WHAT IS REQUIRED
Rewrite every line of the listing below as a numbered list, skipping blank lines and leaving out the pictures.

Records contained in a dataset
· · ·
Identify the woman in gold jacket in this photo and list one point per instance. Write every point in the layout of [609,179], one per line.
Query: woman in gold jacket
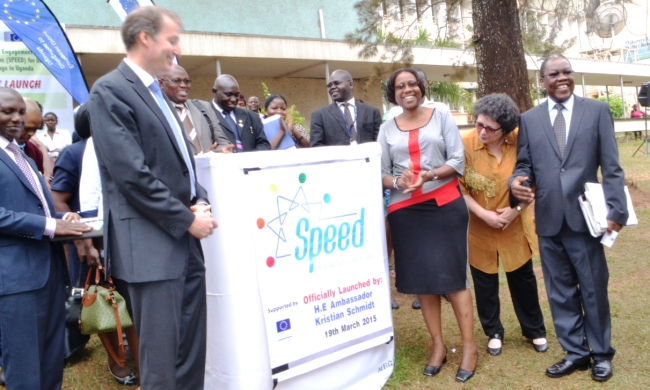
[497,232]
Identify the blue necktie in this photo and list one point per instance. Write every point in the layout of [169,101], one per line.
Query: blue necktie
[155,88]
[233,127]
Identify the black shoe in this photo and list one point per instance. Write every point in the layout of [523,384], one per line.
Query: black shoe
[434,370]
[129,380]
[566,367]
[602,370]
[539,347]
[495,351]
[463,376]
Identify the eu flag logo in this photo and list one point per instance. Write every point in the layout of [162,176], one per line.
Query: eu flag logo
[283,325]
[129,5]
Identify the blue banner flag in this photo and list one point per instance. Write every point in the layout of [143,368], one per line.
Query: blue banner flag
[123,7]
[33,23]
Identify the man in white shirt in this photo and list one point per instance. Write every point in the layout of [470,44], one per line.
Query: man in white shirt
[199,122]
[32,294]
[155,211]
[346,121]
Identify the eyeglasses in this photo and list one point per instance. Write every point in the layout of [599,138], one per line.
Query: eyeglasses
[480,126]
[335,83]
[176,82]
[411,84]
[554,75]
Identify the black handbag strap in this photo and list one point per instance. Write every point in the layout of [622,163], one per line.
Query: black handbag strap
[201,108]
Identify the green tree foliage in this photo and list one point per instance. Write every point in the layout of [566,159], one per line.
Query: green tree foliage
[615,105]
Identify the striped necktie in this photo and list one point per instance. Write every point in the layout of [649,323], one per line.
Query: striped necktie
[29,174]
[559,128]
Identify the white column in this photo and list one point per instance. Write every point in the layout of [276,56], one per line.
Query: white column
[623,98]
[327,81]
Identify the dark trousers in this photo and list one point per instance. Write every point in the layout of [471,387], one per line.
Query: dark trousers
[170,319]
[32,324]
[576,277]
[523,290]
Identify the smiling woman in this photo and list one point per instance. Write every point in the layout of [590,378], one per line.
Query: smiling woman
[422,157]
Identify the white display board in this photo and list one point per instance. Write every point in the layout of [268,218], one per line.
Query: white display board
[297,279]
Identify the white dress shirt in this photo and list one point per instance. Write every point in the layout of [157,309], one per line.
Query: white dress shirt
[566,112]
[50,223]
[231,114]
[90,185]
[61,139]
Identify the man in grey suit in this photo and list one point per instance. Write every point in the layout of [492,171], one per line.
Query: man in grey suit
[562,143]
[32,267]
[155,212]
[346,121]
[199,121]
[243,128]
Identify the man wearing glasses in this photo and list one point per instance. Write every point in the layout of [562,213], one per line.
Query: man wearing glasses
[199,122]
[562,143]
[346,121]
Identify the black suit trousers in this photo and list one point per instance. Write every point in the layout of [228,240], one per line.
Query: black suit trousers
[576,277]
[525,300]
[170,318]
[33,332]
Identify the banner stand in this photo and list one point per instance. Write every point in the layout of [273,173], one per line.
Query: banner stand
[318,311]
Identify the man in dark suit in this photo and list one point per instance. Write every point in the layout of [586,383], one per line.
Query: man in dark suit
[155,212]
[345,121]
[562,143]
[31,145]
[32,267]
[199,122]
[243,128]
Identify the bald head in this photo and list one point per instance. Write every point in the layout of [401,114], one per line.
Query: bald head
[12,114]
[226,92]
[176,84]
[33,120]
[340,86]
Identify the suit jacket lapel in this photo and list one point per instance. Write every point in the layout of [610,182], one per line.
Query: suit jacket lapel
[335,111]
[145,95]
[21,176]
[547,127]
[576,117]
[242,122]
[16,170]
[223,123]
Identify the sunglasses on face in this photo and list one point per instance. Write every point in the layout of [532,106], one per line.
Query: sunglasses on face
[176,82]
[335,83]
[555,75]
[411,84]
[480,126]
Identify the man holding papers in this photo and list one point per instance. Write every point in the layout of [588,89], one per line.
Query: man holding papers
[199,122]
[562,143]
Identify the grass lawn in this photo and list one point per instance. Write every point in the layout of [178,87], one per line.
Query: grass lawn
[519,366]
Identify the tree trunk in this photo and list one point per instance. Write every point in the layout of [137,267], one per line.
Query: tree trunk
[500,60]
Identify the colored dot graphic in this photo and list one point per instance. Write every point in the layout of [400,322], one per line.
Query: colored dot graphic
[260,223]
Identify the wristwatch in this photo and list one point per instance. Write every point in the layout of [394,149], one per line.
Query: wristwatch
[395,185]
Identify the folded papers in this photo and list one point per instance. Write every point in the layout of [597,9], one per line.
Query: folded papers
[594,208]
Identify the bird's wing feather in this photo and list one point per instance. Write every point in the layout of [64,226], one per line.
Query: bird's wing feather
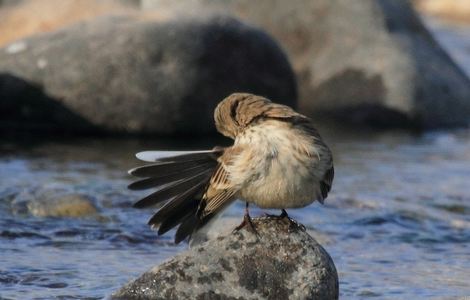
· · ·
RIGHT ANSWER
1. Identify the woman in gold jacket in this photo and list one point per instance. Write every point in the layout of [609,179], one per line.
2. Query: woman in gold jacket
3. [497,232]
4. Identify the blue necktie in this photo and list one point per instance. Write every point in the layout of [169,101], one per line.
5. Query: blue necktie
6. [155,88]
7. [233,127]
8. Identify the black shoe in this photo and list one point per instance. Write every point in the layout of [523,384], one per line.
9. Query: black shoe
10. [434,370]
11. [129,380]
12. [566,367]
13. [602,370]
14. [539,347]
15. [495,351]
16. [463,376]
17. Identify the eu flag logo in this photo and list one point per instance. Write every point in the layout of [162,176], one per line.
18. Query: eu flag logo
19. [283,325]
20. [129,5]
21. Identify the blue banner flag in this photo and list one point per instance. Write every point in the layout of [143,368], one per line.
22. Query: blue banner flag
23. [123,7]
24. [33,23]
25. Identify the man in white shirt in this photo and list one point per instance. Write every point in the layout of [470,44], one per line.
26. Query: man in white shirt
27. [199,122]
28. [32,294]
29. [155,211]
30. [346,121]
31. Identify the eyeglasses in this photo and list one point per instance. Write every point in the layout of [599,138], one per line.
32. Query: eyeglasses
33. [480,126]
34. [335,83]
35. [176,82]
36. [411,84]
37. [554,75]
38. Identify the black handbag strap in this photo and list one point per instance. Write every point in the layout of [622,163], one per line.
39. Query: black handbag strap
40. [201,108]
41. Identify the green tree foliage in this photo and list one point per instance. Write every point in the layout of [566,159], one per line.
42. Query: green tree foliage
43. [615,105]
44. Identify the striped necktie in this photo and list one point per instance. Write every point in the layout of [649,323], one per line.
45. Query: striped necktie
46. [29,174]
47. [559,128]
48. Identify the white column in this photo and list one point per instance. Write every point in the layout of [276,56], one per line.
49. Query: white column
50. [623,98]
51. [327,81]
52. Identify the dark trousers in this photo and list one point per instance. Write every point in the layout of [471,387], one per line.
53. Query: dark trousers
54. [170,319]
55. [32,324]
56. [576,277]
57. [523,290]
58. Identify the smiling woman in this photo and list one point per instance. Write every point in the layout of [590,378], one per line.
59. Query: smiling woman
60. [422,157]
61. Identify the white display board in this photo and list one point per instance. Write every point in the layout of [268,218], one per line.
62. Query: white display board
63. [297,279]
64. Identify the white dress shirt in this photo and list one point per instance. Write every point in the layout of [157,309], one per line.
65. Query: white dress shirt
66. [566,112]
67. [50,223]
68. [231,114]
69. [90,185]
70. [61,139]
71. Identify the man in grey suit in this photo and list one point per instance. Write every point in the layout of [492,171], one per line.
72. Query: man in grey suit
73. [562,143]
74. [32,267]
75. [155,212]
76. [346,121]
77. [199,121]
78. [243,128]
79. Identify the man wearing glasses in this photo and list one point per instance. Write every point in the layout of [562,213], one per line.
80. Query: man wearing glasses
81. [199,122]
82. [562,143]
83. [346,121]
84. Identify the black suit trousers in this photo and list one point per instance. Write every point in the layout of [228,240], one per line.
85. Query: black suit trousers
86. [576,277]
87. [525,300]
88. [170,318]
89. [33,332]
90. Identify the banner stand in this photo and list one point per instance. Write every point in the layout of [273,173], one per line.
91. Query: banner stand
92. [318,311]
93. Identify the man in dark suit in this photo and list one point per instance. Write every point in the layout of [586,383], one per line.
94. Query: man in dark suit
95. [155,212]
96. [345,121]
97. [562,143]
98. [31,145]
99. [32,267]
100. [199,122]
101. [243,128]
102. Identify the bald head in this photo and list one point per instance. Write every point in the layout of [401,114], one per line.
103. Query: bald head
104. [12,114]
105. [226,92]
106. [176,84]
107. [33,120]
108. [340,86]
109. Identify the suit jacket lapel in this photo and list one point per instance. Write every point in the layout of [610,182], one per line.
110. Query: suit jacket lapel
111. [335,111]
112. [145,95]
113. [21,176]
114. [547,127]
115. [576,117]
116. [242,122]
117. [16,170]
118. [223,123]
119. Identify the sunglasses on face in this photo and list one point per instance. Write every point in the layout of [532,106], one per line.
120. Query: sunglasses on face
121. [176,82]
122. [335,83]
123. [555,75]
124. [411,84]
125. [480,126]
126. Identify the man holding papers in this photo and list one point per instance. Write every point in the layout of [588,89], one per line.
127. Query: man holding papers
128. [199,122]
129. [562,143]
130. Identify the grass lawn in this photo and list one point per instance. Write every point in the layout of [178,87], one per line.
131. Query: grass lawn
132. [519,366]
133. Identify the tree trunk in this photo and list one point per instance. Write every point in the layout of [137,267], one per line.
134. Query: tree trunk
135. [500,60]
136. Identify the colored dot graphic in this photo and list one point per instance. Write every point in the layout of [400,322], one per line.
137. Query: colored dot graphic
138. [260,223]
139. Identify the wristwatch in this photo and list one point per instance. Write every point in the layout of [394,149], one per line.
140. Query: wristwatch
141. [395,185]
142. Identify the folded papers in this photo and list one point per instance. Write every point in the layout of [597,9], one per line.
143. Query: folded papers
144. [594,208]
145. Identify the bird's wing feather in this photo and list one point per instance. Write every point in the layout of [64,226], one per line.
146. Query: bird's wing feather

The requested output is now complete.